Your task:
Replace "show" with "mark" in everything from the first line down to the line containing "[641,1,1280,717]", leaving the rest of those lines unchanged and the pictures out.

Detection examples:
BEGIN

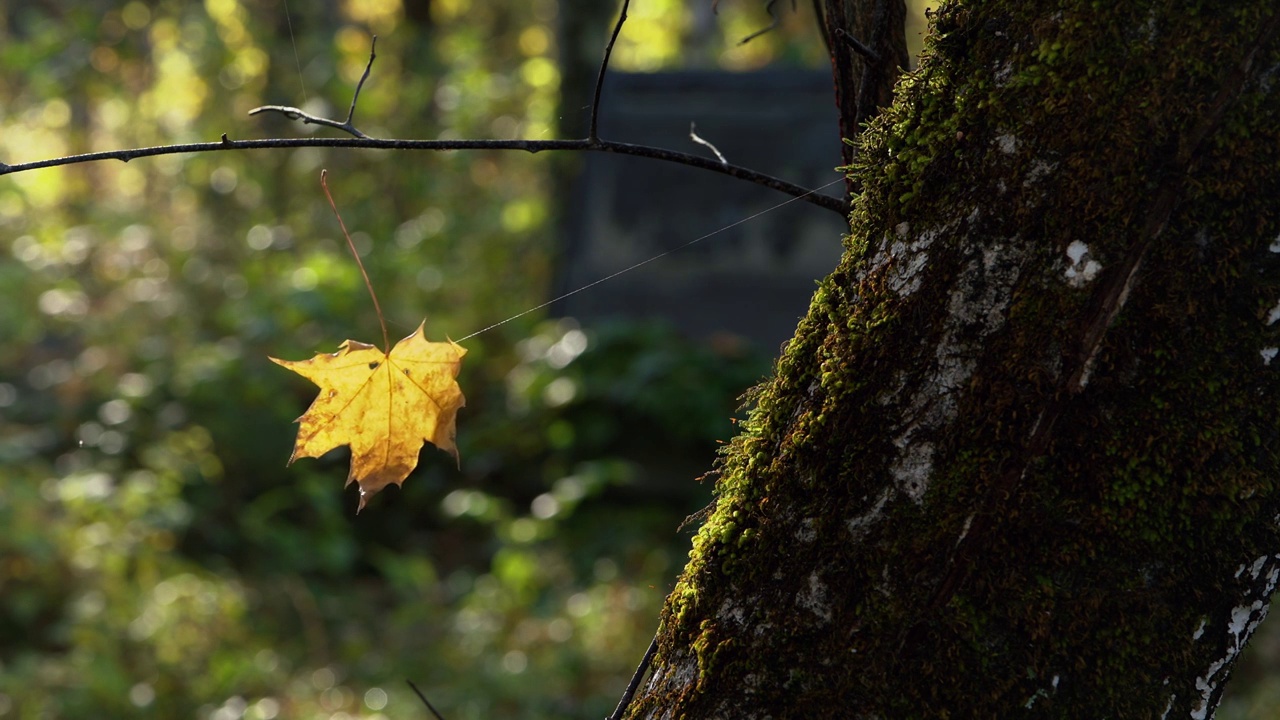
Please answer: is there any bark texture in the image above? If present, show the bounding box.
[631,0,1280,719]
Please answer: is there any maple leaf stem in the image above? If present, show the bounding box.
[320,167,392,354]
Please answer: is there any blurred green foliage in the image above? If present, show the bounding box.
[0,0,820,720]
[22,0,1274,720]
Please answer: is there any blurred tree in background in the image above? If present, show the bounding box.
[0,0,1265,720]
[0,0,890,720]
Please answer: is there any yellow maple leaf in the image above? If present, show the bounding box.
[271,323,467,511]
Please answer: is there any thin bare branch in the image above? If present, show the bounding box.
[0,135,849,215]
[836,27,881,65]
[248,35,378,137]
[689,123,728,165]
[608,635,658,720]
[586,0,631,142]
[404,680,444,720]
[248,105,369,138]
[347,35,378,129]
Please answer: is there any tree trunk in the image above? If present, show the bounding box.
[631,0,1280,719]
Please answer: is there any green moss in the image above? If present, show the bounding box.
[641,1,1280,717]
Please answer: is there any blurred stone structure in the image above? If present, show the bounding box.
[556,70,847,351]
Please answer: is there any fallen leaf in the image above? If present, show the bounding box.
[271,325,467,511]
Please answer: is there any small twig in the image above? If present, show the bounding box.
[608,635,658,720]
[836,27,881,65]
[0,137,849,215]
[248,35,378,138]
[347,35,378,126]
[404,680,444,720]
[586,0,631,143]
[689,123,728,165]
[320,169,392,355]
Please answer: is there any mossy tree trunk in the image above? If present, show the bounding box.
[631,0,1280,719]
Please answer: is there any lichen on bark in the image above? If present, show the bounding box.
[632,0,1280,717]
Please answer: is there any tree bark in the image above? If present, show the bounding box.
[630,0,1280,719]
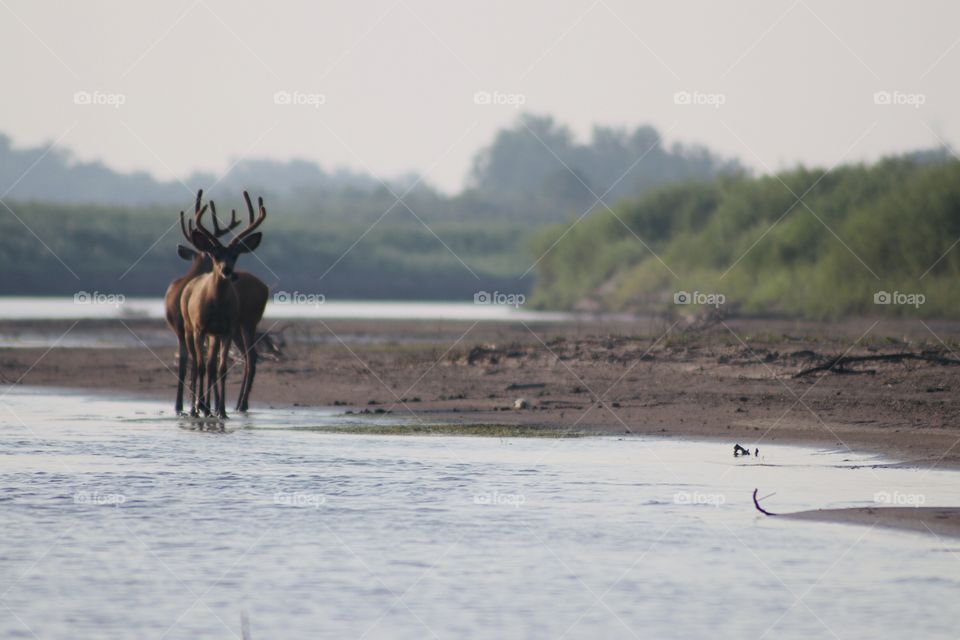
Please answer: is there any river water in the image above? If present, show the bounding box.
[0,387,960,639]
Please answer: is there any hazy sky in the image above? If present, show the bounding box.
[0,0,960,190]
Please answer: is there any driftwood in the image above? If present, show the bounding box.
[753,489,780,516]
[793,351,960,378]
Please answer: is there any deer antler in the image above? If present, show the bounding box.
[210,200,240,238]
[180,189,213,244]
[230,191,267,246]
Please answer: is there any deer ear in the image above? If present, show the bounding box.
[237,232,263,253]
[177,244,197,261]
[190,229,215,253]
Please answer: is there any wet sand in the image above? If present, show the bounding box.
[0,319,960,467]
[783,507,960,538]
[0,319,960,535]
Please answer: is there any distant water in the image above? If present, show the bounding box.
[0,388,960,640]
[0,292,576,322]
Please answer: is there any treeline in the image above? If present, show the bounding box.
[0,115,742,226]
[0,115,742,300]
[0,202,530,301]
[531,150,960,318]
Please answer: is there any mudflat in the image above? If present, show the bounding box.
[0,318,960,467]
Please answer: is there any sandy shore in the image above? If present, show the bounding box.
[0,320,960,467]
[0,319,960,531]
[781,507,960,538]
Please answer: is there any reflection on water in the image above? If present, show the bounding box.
[0,388,960,639]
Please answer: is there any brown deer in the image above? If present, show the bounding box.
[180,192,267,418]
[164,189,270,414]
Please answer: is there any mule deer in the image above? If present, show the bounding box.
[180,192,267,418]
[164,189,270,414]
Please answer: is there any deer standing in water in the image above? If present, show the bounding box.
[164,189,270,414]
[180,192,267,418]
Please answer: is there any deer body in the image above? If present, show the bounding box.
[180,192,268,418]
[164,190,270,414]
[180,271,240,418]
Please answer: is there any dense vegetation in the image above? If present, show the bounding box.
[0,203,529,301]
[532,152,960,318]
[0,116,740,300]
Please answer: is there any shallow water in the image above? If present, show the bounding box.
[0,388,960,639]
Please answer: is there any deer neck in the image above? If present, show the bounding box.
[184,258,212,280]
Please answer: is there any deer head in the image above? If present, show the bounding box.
[187,191,267,280]
[177,189,253,271]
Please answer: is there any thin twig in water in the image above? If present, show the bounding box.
[793,352,960,378]
[753,489,780,516]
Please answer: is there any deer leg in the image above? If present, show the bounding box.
[195,334,210,416]
[176,334,187,415]
[217,337,230,418]
[185,334,198,417]
[237,329,257,411]
[233,329,248,411]
[204,336,220,416]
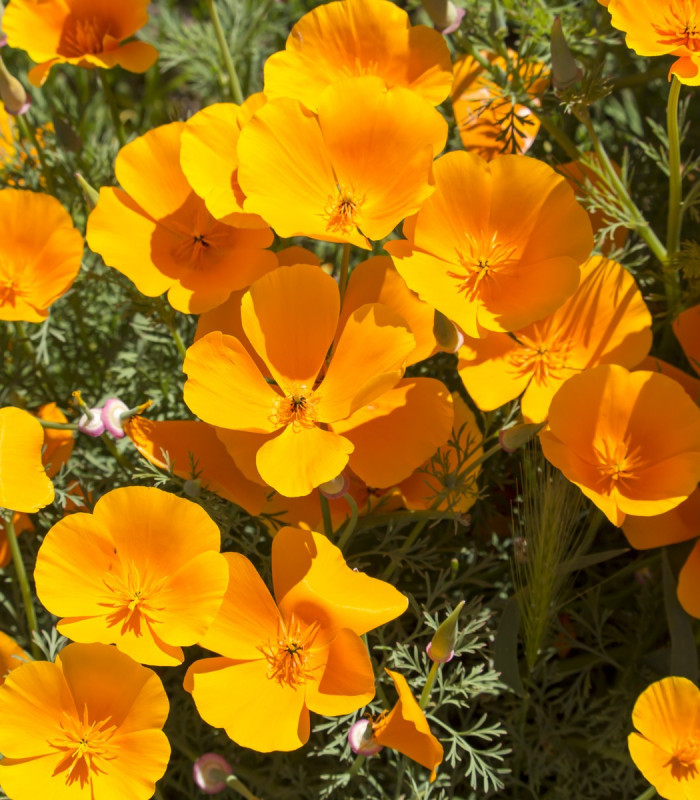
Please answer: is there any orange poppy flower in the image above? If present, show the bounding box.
[399,392,484,514]
[0,406,54,514]
[0,644,170,800]
[124,417,268,516]
[183,264,415,497]
[450,53,549,161]
[608,0,700,86]
[458,256,652,422]
[348,669,444,783]
[385,152,593,338]
[2,0,158,86]
[87,122,277,314]
[180,93,267,228]
[265,0,452,111]
[0,631,31,686]
[628,676,700,800]
[185,528,408,752]
[34,486,227,665]
[540,364,700,526]
[238,78,447,249]
[0,189,83,322]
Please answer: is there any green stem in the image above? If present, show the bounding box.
[666,75,682,260]
[337,493,359,550]
[5,512,42,660]
[207,0,245,106]
[418,661,440,708]
[97,69,126,147]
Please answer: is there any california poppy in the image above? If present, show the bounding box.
[386,151,593,338]
[265,0,452,111]
[0,644,170,800]
[0,189,83,322]
[2,0,158,86]
[34,486,227,665]
[87,122,277,314]
[185,528,408,752]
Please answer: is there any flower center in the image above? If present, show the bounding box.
[57,14,110,58]
[258,616,319,689]
[324,186,364,233]
[447,232,517,300]
[271,386,319,431]
[100,562,166,636]
[48,706,117,788]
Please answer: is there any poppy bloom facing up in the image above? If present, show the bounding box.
[185,528,408,753]
[2,0,158,86]
[238,77,447,249]
[34,486,228,665]
[627,677,700,800]
[265,0,452,111]
[540,364,700,526]
[0,189,83,322]
[87,122,277,314]
[386,152,593,338]
[458,256,652,422]
[608,0,700,86]
[0,644,170,800]
[183,264,418,497]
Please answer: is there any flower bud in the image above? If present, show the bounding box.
[433,309,464,353]
[425,600,464,664]
[422,0,466,36]
[549,17,583,90]
[498,422,547,453]
[348,719,382,756]
[0,58,31,116]
[78,408,105,438]
[102,397,129,439]
[192,753,233,794]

END

Right answer:
Please answer: is there any bark texture in the image above? If present, mark the bounding box.
[631,0,1280,719]
Please answer: is there any maple leaf stem in the image above? If present, mark the bounding box.
[320,167,392,354]
Please answer: is there any blurred green foliage in the image above? If present, mark the bounding box.
[0,0,820,720]
[22,0,1274,720]
Please answer: is there any blurred tree in background in the image above? If present, mark the bounding box.
[0,0,1265,720]
[0,0,890,720]
Please answer: is there any yellow maple leaf in the image above? If present, mark the bounding box.
[271,323,467,511]
Please answer: is there any thin bare branch in the image above? If present, mark the bounding box.
[0,135,849,215]
[836,27,881,65]
[248,35,378,137]
[689,123,728,165]
[608,635,658,720]
[586,0,631,142]
[404,680,444,720]
[248,105,369,138]
[347,35,378,129]
Please answer: is there any tree trunk in the image above? If present, mark the bounding box.
[631,0,1280,719]
Please answer: is there any green moss in the image above? If present, mark the bounding box.
[641,1,1280,717]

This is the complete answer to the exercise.